##### EXCERPT TO READ
Problem

For a set $E$ in $R^3$, let $L(E)$ consist of all points on all lines determined by any two points of $E$.

More formally, define $L(E)$ as:

$ \hspace{1cm} L(E) = \bigcup_{{p, q} \subset E} \ell(p, q), $

where $\ell(p, q) = \{ (1-t)p + tq : t \in \mathbb{R} \}$ is the line passing through the points $p$ and $q$.

Thus if $V$ consists of the four vertices of a regular tetrahedron, then $L(V)$ consists of the six edges of the tetrahedron, extended infinitely in both directions.

Does $L(L(V))$ span all of $R^3$?

Solution

I originally saw this problem in Stan Wagon’s problem collection (That link is worth book-marking for every puzzle enthusiast). He credits Victor Klee with creating this problem. Klee was one of those badass geometers who had a fully functional amusement park inside his brain. Among his many achievements, the ones I understood and was impressed by are proposing the Art Gallery Problem and showing that the worst case runtime of the Simplex method is exponential.

This problem is one of those beauties that befuddles experienced mathematicians, but that can be solved by a layperson with good enough geometric intuition. The solution below relies on this fact, as I don’t have the patience to write the full blown algebraic proof.

Firstly, we note that the set $L(V)$ is just the 6 edges of the tetrahedron, extended to infinity on both sides.

Let’s label these lines $E_{12}, E_{13}, E_{14}, E_{23}, E_{24}, E_{34}$. (A line is named in correspondence with the 2 vertices of the tetrahedron it passes through)

If 2 lines are co-planar, the span of those lines can only include the plane containing those lines. If we want to fill space, we must focus on the skew lines.

In the set above, there are 3 pairs of skew lines - $(E_{12}, E_{34}), (E_{14}, E_{23})$ and $(E_{13}, E_{24})$.

Let’s focus one of these pairs - Convince yourself that the set $L(E_x, E_y$) contains all points in $R^3$, except for two planes - The plane containing $E_y$ and parallel to $E_x$ and the plane containing $E_x$ and parallel to $E_y$.
##########
##### PROVIDED RECORDS
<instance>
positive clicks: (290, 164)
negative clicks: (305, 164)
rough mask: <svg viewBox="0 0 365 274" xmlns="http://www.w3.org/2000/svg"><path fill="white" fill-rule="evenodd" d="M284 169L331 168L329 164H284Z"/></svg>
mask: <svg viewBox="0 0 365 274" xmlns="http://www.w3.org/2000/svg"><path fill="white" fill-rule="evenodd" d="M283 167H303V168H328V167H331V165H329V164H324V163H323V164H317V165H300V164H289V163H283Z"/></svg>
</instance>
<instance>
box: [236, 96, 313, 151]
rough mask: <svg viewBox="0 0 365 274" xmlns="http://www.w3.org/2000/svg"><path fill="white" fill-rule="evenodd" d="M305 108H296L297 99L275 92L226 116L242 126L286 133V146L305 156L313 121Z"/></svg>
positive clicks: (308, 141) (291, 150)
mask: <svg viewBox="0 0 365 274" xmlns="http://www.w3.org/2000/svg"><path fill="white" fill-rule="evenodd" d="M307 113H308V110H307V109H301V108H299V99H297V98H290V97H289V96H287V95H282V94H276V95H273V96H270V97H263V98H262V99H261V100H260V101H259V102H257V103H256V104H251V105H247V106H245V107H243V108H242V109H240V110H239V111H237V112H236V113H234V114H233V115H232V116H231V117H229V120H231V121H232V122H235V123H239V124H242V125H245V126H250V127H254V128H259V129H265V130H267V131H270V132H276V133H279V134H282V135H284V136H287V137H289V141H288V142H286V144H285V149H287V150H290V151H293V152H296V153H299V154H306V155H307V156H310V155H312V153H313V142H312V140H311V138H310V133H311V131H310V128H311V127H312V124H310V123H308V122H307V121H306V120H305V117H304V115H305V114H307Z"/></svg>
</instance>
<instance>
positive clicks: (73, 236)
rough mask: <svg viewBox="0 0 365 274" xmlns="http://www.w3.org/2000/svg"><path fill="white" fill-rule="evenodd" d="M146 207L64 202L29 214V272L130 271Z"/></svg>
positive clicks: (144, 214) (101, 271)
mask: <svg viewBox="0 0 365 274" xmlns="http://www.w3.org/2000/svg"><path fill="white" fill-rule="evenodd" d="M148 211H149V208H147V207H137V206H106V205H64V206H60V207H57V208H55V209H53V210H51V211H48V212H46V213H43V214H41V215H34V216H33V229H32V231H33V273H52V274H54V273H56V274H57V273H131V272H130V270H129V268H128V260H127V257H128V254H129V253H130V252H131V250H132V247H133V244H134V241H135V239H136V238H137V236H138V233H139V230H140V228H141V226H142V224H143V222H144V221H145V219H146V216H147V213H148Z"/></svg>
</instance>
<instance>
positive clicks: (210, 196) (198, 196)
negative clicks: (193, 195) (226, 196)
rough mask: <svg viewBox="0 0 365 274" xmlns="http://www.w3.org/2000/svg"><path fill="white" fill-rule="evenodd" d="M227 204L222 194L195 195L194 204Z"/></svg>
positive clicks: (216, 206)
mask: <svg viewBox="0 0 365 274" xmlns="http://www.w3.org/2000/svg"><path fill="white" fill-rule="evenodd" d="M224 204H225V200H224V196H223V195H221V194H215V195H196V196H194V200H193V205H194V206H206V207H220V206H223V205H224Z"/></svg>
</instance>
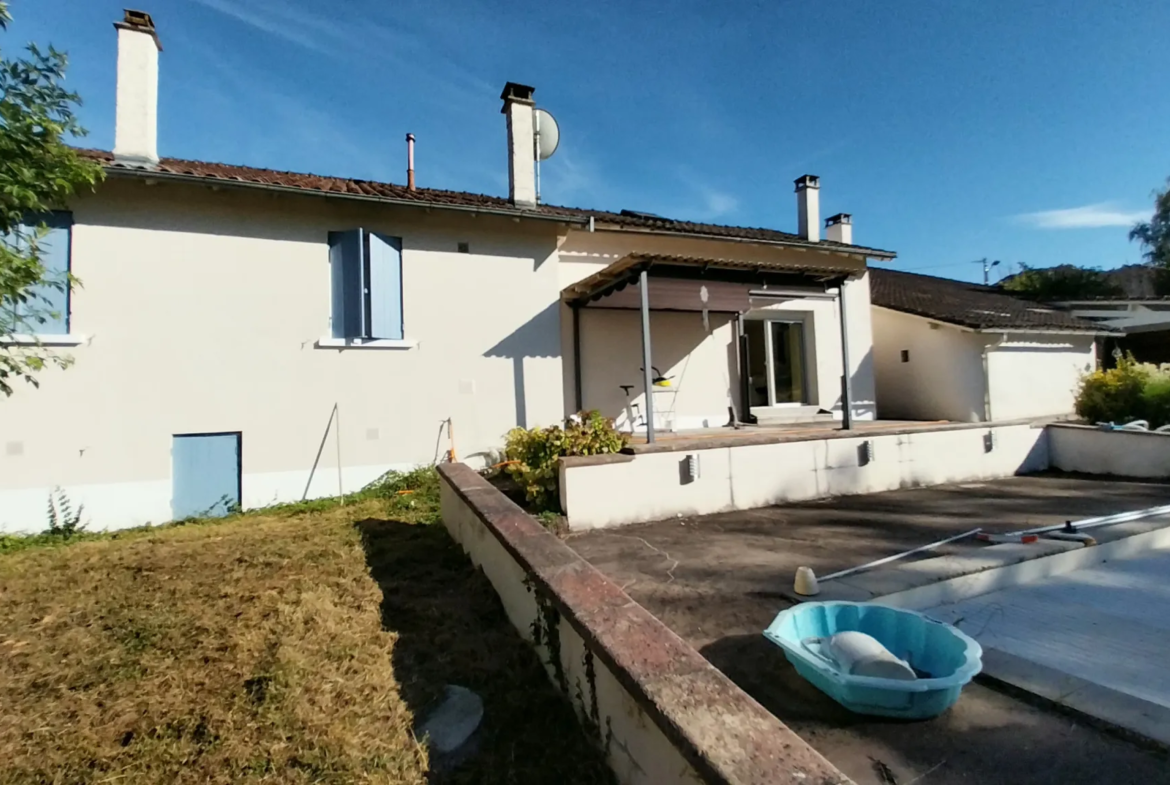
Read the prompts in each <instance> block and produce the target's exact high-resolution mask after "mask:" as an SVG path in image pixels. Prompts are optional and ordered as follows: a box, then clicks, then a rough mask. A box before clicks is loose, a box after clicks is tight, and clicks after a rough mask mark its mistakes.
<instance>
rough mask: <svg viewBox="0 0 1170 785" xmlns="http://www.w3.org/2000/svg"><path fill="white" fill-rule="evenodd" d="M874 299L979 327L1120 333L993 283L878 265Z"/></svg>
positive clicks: (871, 267)
mask: <svg viewBox="0 0 1170 785" xmlns="http://www.w3.org/2000/svg"><path fill="white" fill-rule="evenodd" d="M869 298H870V301H872V302H873V304H874V305H880V307H881V308H888V309H890V310H895V311H902V312H904V314H914V315H915V316H923V317H925V318H929V319H936V321H938V322H947V323H948V324H957V325H959V326H964V328H972V329H975V330H1054V331H1067V332H1116V330H1114V329H1112V328H1107V326H1104V325H1102V324H1097V323H1095V322H1088V321H1086V319H1079V318H1076V317H1074V316H1072V315H1071V314H1066V312H1064V311H1058V310H1053V309H1049V308H1045V307H1044V305H1041V304H1039V303H1034V302H1031V301H1027V299H1020V298H1018V297H1012V296H1011V295H1006V294H1003V292H1002V291H999V290H997V289H993V288H992V287H984V285H980V284H978V283H966V282H964V281H952V280H951V278H937V277H934V276H931V275H918V274H916V273H903V271H901V270H887V269H881V268H876V267H870V268H869Z"/></svg>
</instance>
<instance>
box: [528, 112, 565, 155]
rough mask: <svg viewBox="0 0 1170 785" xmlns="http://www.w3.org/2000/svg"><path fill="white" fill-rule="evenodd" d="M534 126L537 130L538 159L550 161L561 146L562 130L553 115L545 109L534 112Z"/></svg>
mask: <svg viewBox="0 0 1170 785" xmlns="http://www.w3.org/2000/svg"><path fill="white" fill-rule="evenodd" d="M532 124H534V128H535V129H536V159H537V160H548V159H549V158H552V153H555V152H557V145H559V144H560V129H559V128H558V126H557V120H556V119H555V118H553V117H552V115H550V113H549V112H546V111H544V110H543V109H534V110H532Z"/></svg>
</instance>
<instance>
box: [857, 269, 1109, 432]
mask: <svg viewBox="0 0 1170 785" xmlns="http://www.w3.org/2000/svg"><path fill="white" fill-rule="evenodd" d="M869 284H870V296H872V299H873V335H874V371H875V377H876V391H878V414H879V416H881V418H883V419H886V418H888V419H907V420H955V421H959V422H983V421H991V420H1014V419H1020V418H1033V416H1048V415H1060V414H1069V413H1072V412H1073V406H1074V399H1075V394H1076V387H1078V384H1079V381H1080V378H1081V376H1082V374H1085V373H1086V372H1088V371H1092V370H1094V369H1095V367H1096V343H1095V342H1096V339H1097V338H1099V337H1106V336H1114V335H1120V333H1119V332H1117V331H1116V330H1114V329H1113V328H1109V326H1106V325H1101V324H1095V323H1093V322H1088V321H1085V319H1080V318H1076V317H1075V316H1073V315H1071V314H1066V312H1064V311H1060V310H1055V309H1053V308H1049V307H1046V305H1039V304H1037V303H1033V302H1030V301H1026V299H1020V298H1018V297H1012V296H1010V295H1006V294H1004V292H1002V291H999V290H998V289H995V288H992V287H983V285H979V284H975V283H965V282H962V281H951V280H949V278H938V277H934V276H929V275H918V274H915V273H902V271H897V270H887V269H878V268H870V270H869Z"/></svg>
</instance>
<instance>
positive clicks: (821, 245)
mask: <svg viewBox="0 0 1170 785" xmlns="http://www.w3.org/2000/svg"><path fill="white" fill-rule="evenodd" d="M76 150H77V151H78V152H80V153H81V154H83V156H87V157H89V158H92V159H96V160H99V161H102V163H103V164H104V165H105V166H106V167H109V168H111V170H117V171H122V172H125V173H136V174H139V175H143V177H146V175H149V173H150V172H159V173H161V174H172V175H180V177H181V175H186V177H202V178H207V179H213V180H229V181H230V180H235V181H240V183H245V184H250V185H255V186H271V187H285V188H297V190H303V191H310V192H319V193H333V194H339V195H353V197H367V198H383V199H393V200H401V201H407V202H419V204H424V205H426V204H431V205H435V206H436V207H450V208H464V209H467V208H470V209H475V208H483V209H489V208H493V209H505V211H508V212H509V213H510V214H515V215H518V216H522V215H531V216H534V218H543V219H550V218H551V219H553V220H555V219H557V218H566V219H579V220H581V221H584V220H585V219H591V220H600V221H604V222H606V223H610V225H613V226H617V227H634V228H639V227H640V228H646V229H651V230H660V232H675V233H679V234H693V235H696V236H703V237H708V239H721V237H727V239H731V240H748V241H758V242H765V243H768V242H771V243H782V245H793V246H801V247H812V246H815V247H819V248H824V249H825V250H837V252H839V253H848V254H854V255H862V256H875V257H882V259H893V257H894V254H893V253H892V252H888V250H881V249H879V248H870V247H867V246H855V245H851V243H840V242H832V241H827V240H825V241H819V242H818V241H810V240H806V239H804V237H801V236H800V235H798V234H793V233H791V232H783V230H780V229H769V228H765V227H749V226H735V225H730V223H706V222H702V221H689V220H679V219H672V218H651V216H643V215H622V214H621V213H618V212H613V211H606V209H593V208H587V207H569V206H562V205H538V206H537V207H536V208H526V209H525V208H519V207H516V206H515V205H514V204H512V202H511V201H510V200H509V199H507V198H505V197H494V195H490V194H481V193H475V192H472V191H450V190H446V188H415V190H411V188H408V187H407V186H406V185H399V184H397V183H385V181H381V180H370V179H360V178H345V177H337V175H332V174H315V173H310V172H292V171H290V170H278V168H268V167H261V166H250V165H246V164H223V163H216V161H201V160H195V159H190V158H161V159H159V161H158V165H157V166H156V167H154V168H151V170H147V168H142V167H139V166H130V165H124V164H119V163H118V161H117V160H116V159H115V157H113V153H111V152H109V151H105V150H95V149H88V147H77V149H76Z"/></svg>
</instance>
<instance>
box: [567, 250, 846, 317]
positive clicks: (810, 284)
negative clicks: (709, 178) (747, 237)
mask: <svg viewBox="0 0 1170 785" xmlns="http://www.w3.org/2000/svg"><path fill="white" fill-rule="evenodd" d="M865 269H866V268H865V266H862V264H859V263H858V262H856V261H849V260H846V259H844V257H842V259H840V260H835V259H833V257H832V256H827V255H826V257H825V259H817V260H808V261H807V262H804V261H801V262H799V263H792V262H790V261H783V262H780V261H773V260H763V261H762V260H751V261H744V260H735V259H713V257H702V256H665V255H651V254H629V255H627V256H624V257H621V259H620V260H618V261H617V262H614V263H613V264H610V266H608V267H606V268H604V269H601V270H598V271H597V273H594V274H593V275H590V276H589V277H586V278H583V280H580V281H578V282H577V283H573V284H570V285H567V287H565V288H564V290H562V292H560V296H562V299H564V301H565V302H569V303H571V304H576V305H586V304H589V303H590V302H594V301H599V299H601V298H603V297H607V296H610V295H613V294H614V292H620V291H621V290H622V289H625V288H626V287H628V285H629V284H631V283H635V282H636V281H638V278H639V276H640V275H641V273H642V271H643V270H645V271H646V273H647V274H648V275H649V277H652V278H674V280H683V281H696V280H697V281H704V282H710V283H714V284H718V283H724V284H739V285H737V287H735V288H734V289H732V288H728V287H723V288H720V289H718V290H720V291H721V292H722V294H724V295H725V296H729V297H734V296H735V295H734V294H732V291H734V290H743V291H744V292H745V294H746V292H748V291H750V290H753V289H764V288H768V289H772V288H779V289H785V288H792V290H793V296H797V297H798V296H800V290H801V289H804V290H806V291H807V294H813V292H814V291H817V290H820V291H824V288H825V287H826V285H833V287H835V285H838V284H839V283H840V282H841V281H842V280H845V278H849V277H856V276H860V275H861V274H862V273H865ZM713 289H714V288H713ZM667 291H669V289H667ZM615 307H622V305H617V304H615ZM633 307H634V308H636V305H633ZM654 308H655V310H658V308H659V307H658V305H655V307H654ZM710 308H711V310H746V308H727V307H724V308H716V307H715V305H714V303H713V305H711V307H710ZM679 310H693V309H679Z"/></svg>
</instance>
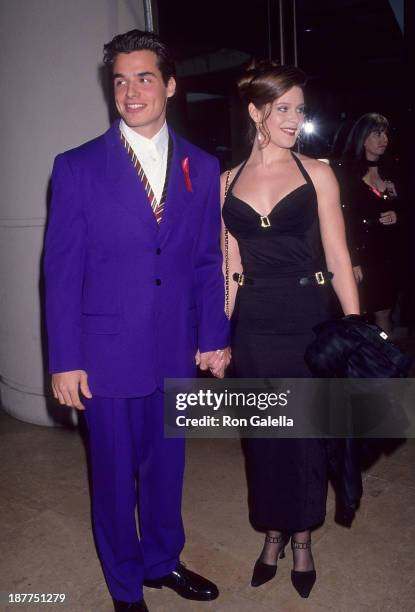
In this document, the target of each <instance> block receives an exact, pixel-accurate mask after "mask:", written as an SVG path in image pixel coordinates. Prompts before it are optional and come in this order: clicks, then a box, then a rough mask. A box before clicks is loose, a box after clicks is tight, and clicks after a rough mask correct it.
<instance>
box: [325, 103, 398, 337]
mask: <svg viewBox="0 0 415 612" xmlns="http://www.w3.org/2000/svg"><path fill="white" fill-rule="evenodd" d="M388 132H389V124H388V120H387V119H386V117H383V116H382V115H379V114H377V113H367V114H366V115H363V116H362V117H360V119H358V121H356V123H355V124H354V126H353V128H352V130H351V132H350V134H349V137H348V139H347V142H346V146H345V149H344V155H343V161H342V163H341V164H340V165H338V166H337V169H338V171H336V174H337V176H338V179H339V182H340V187H341V201H342V204H343V209H344V214H345V219H346V224H347V228H348V231H347V235H348V243H349V249H350V255H351V258H352V264H353V272H354V275H355V278H356V281H357V283H359V291H360V299H361V305H362V310H363V311H364V312H366V313H368V314H372V315H373V316H374V319H375V322H376V323H377V324H378V325H379V326H380V327H381V328H382V329H384V330H385V331H386V333H388V334H390V333H391V332H392V321H391V312H392V309H393V307H394V305H395V303H396V298H397V294H398V286H399V283H398V279H399V275H400V270H399V267H400V266H399V264H398V261H399V251H400V245H399V241H398V232H397V227H396V223H397V219H398V216H397V209H398V193H397V189H396V185H395V183H394V181H393V180H392V176H391V174H390V170H388V168H387V166H386V164H385V163H384V162H383V155H384V153H385V151H386V148H387V146H388Z"/></svg>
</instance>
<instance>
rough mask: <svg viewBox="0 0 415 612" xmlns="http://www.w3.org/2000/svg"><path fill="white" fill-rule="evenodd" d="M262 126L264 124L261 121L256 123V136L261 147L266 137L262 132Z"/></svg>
mask: <svg viewBox="0 0 415 612" xmlns="http://www.w3.org/2000/svg"><path fill="white" fill-rule="evenodd" d="M261 126H262V122H261V121H259V122H258V123H256V136H257V139H258V144H259V145H261V144H262V143H263V142H264V135H263V133H262V131H261Z"/></svg>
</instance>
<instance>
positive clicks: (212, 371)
mask: <svg viewBox="0 0 415 612" xmlns="http://www.w3.org/2000/svg"><path fill="white" fill-rule="evenodd" d="M195 361H196V365H197V366H199V367H200V369H201V370H207V369H209V370H210V371H211V372H212V374H213V376H216V378H223V377H224V376H225V369H226V368H227V367H228V365H229V363H230V361H231V349H230V348H229V347H228V346H227V347H226V348H224V349H221V350H220V349H218V350H217V351H208V352H206V353H201V352H200V351H199V350H198V351H197V353H196V356H195Z"/></svg>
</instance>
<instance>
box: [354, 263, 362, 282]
mask: <svg viewBox="0 0 415 612" xmlns="http://www.w3.org/2000/svg"><path fill="white" fill-rule="evenodd" d="M352 269H353V274H354V279H355V281H356V283H357V284H359V283H361V282H362V280H363V272H362V266H353V268H352Z"/></svg>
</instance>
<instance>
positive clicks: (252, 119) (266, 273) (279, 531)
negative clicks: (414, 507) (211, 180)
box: [222, 62, 359, 597]
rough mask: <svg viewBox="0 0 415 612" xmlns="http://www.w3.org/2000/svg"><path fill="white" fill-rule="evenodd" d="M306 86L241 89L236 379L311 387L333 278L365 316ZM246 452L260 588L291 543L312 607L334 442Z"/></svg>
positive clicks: (244, 444)
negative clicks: (242, 162) (317, 561)
mask: <svg viewBox="0 0 415 612" xmlns="http://www.w3.org/2000/svg"><path fill="white" fill-rule="evenodd" d="M304 79H305V76H304V73H303V72H302V71H301V70H299V69H297V68H294V67H290V66H278V65H276V64H274V63H272V62H261V63H259V64H254V65H252V66H251V67H250V68H249V69H248V70H247V72H246V74H245V75H244V76H243V77H242V78H241V79H240V81H239V84H238V85H239V89H240V92H241V94H242V97H243V98H244V100H245V102H246V105H247V108H248V112H249V118H250V122H251V127H252V128H253V129H252V131H253V134H252V151H251V154H250V156H249V158H248V159H247V160H246V161H245V162H244V163H243V164H241V165H240V166H239V167H237V168H235V169H233V170H232V171H231V173H230V176H228V173H225V174H224V175H223V176H222V193H223V199H224V200H225V201H224V204H223V220H224V226H226V228H227V229H228V232H229V234H228V249H227V251H228V254H227V260H228V266H229V278H230V279H231V280H230V291H229V306H230V312H231V313H232V329H233V331H232V359H233V375H234V376H235V377H249V378H251V377H252V378H255V377H259V378H262V377H270V378H278V377H296V378H300V377H309V376H310V372H309V370H308V368H307V366H306V364H305V362H304V351H305V348H306V347H307V345H308V344H309V343H310V342H311V340H312V339H313V332H312V328H313V326H314V325H316V324H317V323H319V322H321V321H323V320H324V319H326V318H327V312H326V304H327V291H326V286H327V283H328V281H329V278H330V274H328V273H327V270H329V271H330V272H331V273H332V274H333V287H334V290H335V292H336V294H337V296H338V298H339V300H340V303H341V306H342V308H343V311H344V313H345V314H356V313H358V312H359V308H358V299H357V290H356V284H355V280H354V276H353V272H352V267H351V263H350V257H349V253H348V250H347V247H346V240H345V232H344V224H343V217H342V212H341V208H340V204H339V194H338V187H337V182H336V180H335V178H334V176H333V173H332V171H331V169H330V168H329V167H328V166H327V165H326V164H324V163H321V162H319V161H317V160H313V159H310V158H306V157H304V156H302V155H298V154H294V153H293V152H292V151H291V148H292V147H293V146H294V144H295V141H296V138H297V136H298V134H299V131H300V129H301V126H302V124H303V121H304V98H303V84H304ZM227 179H229V180H228V189H227V190H226V181H227ZM225 191H226V192H227V195H226V198H224V195H225ZM321 243H322V245H323V247H324V253H325V261H326V264H327V265H326V264H325V263H324V257H323V256H322V251H321ZM232 279H234V280H236V281H239V284H238V282H233V280H232ZM244 451H245V455H246V464H247V478H248V490H249V510H250V519H251V522H252V524H253V525H254V527H256V528H258V529H260V530H263V531H265V532H266V537H265V543H264V547H263V550H262V552H261V555H260V557H259V559H258V560H257V562H256V564H255V567H254V572H253V576H252V582H251V584H252V586H259V585H260V584H263V583H264V582H267V581H268V580H270V579H271V578H272V577H273V576H274V575H275V572H276V563H277V558H278V556H279V555H281V553H282V551H283V548H284V546H285V544H286V542H287V541H288V539H289V537H290V536H291V546H292V549H293V557H294V569H293V571H292V573H291V577H292V578H291V579H292V582H293V585H294V587H295V588H296V589H297V591H298V592H299V594H300V595H301V596H302V597H308V594H309V592H310V591H311V588H312V586H313V584H314V582H315V578H316V574H315V569H314V563H313V558H312V555H311V549H310V544H311V540H310V530H311V529H312V528H313V527H315V526H317V525H318V524H320V523H321V522H322V521H323V520H324V516H325V506H326V493H327V457H326V452H325V445H324V442H323V441H322V440H314V439H247V440H245V441H244Z"/></svg>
##########
* [WHAT TO WORK ON] In the tetrahedron problem text above, who is credited with creating the problem?

* [RESULT OF THIS TASK] Victor Klee.